Exercise instructions:
Change every "drop" to "place" in the stretch of records from the line that contains "the white dog" through the line that contains "x=493, y=297", leaving everything else unchanged. Return only those lines.

┌─ Data records

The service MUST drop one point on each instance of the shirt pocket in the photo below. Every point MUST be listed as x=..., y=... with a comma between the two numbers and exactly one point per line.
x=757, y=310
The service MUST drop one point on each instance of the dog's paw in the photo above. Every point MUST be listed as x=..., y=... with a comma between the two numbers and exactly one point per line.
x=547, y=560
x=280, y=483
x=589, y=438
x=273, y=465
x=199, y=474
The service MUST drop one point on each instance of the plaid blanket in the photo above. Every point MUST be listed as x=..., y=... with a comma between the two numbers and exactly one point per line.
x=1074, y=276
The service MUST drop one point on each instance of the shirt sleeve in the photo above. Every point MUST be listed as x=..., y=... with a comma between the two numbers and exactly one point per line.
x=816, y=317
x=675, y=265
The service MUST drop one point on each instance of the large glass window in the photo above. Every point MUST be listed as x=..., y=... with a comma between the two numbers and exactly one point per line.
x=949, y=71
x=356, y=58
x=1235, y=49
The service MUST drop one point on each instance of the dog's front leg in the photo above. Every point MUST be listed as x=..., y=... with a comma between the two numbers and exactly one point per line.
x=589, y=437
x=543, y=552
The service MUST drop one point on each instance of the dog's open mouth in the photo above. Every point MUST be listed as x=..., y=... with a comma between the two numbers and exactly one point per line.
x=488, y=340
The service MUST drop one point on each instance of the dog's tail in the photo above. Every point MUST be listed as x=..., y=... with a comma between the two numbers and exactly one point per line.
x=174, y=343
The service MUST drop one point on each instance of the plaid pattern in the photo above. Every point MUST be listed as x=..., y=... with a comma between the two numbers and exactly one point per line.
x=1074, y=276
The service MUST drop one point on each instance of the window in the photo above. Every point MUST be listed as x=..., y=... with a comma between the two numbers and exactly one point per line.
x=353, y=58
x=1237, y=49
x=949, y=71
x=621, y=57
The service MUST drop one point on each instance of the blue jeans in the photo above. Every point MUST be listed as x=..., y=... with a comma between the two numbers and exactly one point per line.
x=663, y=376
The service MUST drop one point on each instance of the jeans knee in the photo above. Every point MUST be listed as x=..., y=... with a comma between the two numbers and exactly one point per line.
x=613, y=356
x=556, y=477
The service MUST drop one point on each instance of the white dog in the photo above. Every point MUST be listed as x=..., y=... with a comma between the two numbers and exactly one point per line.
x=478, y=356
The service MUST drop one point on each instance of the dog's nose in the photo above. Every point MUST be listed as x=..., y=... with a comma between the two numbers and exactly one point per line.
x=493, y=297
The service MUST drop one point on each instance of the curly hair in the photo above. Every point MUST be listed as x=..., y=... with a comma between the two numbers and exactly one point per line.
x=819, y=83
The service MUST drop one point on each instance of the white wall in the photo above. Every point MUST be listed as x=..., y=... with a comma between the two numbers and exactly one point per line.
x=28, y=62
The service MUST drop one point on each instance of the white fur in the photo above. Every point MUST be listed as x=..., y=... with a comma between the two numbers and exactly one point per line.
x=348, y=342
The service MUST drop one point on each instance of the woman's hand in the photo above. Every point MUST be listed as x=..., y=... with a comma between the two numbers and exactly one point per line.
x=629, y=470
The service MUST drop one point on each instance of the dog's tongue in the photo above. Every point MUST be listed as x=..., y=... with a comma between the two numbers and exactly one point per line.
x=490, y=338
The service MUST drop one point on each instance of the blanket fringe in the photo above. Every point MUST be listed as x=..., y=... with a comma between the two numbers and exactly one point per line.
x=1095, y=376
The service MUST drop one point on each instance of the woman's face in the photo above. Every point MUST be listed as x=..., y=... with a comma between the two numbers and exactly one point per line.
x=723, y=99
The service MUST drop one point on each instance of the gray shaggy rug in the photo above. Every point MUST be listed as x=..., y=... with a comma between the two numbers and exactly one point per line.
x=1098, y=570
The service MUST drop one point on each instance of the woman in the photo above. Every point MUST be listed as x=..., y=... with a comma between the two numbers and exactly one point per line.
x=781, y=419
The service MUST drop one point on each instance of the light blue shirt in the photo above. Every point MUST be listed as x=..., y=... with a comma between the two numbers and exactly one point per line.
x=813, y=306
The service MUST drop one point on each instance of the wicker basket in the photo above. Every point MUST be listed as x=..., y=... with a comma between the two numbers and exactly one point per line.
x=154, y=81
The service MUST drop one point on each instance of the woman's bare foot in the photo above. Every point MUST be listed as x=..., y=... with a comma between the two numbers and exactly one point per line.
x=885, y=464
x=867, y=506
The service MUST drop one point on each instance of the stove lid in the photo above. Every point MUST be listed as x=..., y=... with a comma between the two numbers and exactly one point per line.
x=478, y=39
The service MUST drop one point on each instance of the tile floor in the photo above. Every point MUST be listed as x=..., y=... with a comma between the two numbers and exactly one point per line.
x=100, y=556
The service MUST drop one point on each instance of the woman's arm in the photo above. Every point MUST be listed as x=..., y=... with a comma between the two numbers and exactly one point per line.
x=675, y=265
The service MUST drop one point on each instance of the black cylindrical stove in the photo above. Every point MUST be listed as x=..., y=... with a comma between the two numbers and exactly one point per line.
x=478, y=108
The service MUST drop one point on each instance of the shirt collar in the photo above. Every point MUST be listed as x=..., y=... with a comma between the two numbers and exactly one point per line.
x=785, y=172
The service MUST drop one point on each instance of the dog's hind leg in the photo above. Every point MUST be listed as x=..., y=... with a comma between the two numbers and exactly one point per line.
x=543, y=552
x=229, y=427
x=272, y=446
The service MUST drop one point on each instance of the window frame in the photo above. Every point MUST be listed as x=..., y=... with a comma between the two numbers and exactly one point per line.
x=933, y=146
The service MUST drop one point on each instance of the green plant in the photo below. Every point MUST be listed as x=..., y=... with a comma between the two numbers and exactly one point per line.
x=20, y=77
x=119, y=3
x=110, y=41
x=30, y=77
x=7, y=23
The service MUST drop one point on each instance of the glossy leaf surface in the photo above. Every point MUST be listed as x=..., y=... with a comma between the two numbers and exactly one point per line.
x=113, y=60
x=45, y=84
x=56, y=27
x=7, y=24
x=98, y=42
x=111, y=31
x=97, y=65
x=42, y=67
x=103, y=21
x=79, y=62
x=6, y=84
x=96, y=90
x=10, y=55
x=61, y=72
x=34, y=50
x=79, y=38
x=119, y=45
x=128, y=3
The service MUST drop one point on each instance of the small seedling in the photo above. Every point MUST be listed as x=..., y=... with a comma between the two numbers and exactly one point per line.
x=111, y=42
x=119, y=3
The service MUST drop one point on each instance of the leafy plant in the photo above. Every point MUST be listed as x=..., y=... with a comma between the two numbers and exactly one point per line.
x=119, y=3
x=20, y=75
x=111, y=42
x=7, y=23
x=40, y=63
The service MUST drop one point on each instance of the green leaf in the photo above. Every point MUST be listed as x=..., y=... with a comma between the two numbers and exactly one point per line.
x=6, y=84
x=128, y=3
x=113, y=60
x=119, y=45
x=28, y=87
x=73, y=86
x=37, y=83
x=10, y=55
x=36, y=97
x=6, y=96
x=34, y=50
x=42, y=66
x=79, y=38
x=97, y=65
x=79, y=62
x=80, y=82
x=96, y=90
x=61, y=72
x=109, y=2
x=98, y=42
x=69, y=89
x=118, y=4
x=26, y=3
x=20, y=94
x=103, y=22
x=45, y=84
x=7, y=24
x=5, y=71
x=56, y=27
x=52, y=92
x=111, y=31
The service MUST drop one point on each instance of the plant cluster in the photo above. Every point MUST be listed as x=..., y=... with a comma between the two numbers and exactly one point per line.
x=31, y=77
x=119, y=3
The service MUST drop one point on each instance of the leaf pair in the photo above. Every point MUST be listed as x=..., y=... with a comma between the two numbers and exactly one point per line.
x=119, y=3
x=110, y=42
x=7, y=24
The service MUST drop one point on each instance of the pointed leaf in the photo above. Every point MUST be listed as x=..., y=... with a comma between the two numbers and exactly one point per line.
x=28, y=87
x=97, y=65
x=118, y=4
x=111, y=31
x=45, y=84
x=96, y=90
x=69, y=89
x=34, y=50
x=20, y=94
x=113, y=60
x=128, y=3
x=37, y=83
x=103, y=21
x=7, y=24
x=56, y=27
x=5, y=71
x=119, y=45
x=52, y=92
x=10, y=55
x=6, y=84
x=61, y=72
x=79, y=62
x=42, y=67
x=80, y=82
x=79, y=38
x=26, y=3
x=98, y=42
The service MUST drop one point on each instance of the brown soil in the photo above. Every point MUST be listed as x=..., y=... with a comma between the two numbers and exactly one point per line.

└─

Result:
The service MUST place one point on each instance of the white dog in the photo above. Every point MUST be listed as x=..., y=... with a comma between the two numbers and exactly one point per line.
x=478, y=356
The service MUST place one point on each instance of the dog's nose in the photo above. Every point MUST be listed as x=..., y=... with a comma between the two numbers and exactly one point per line.
x=493, y=297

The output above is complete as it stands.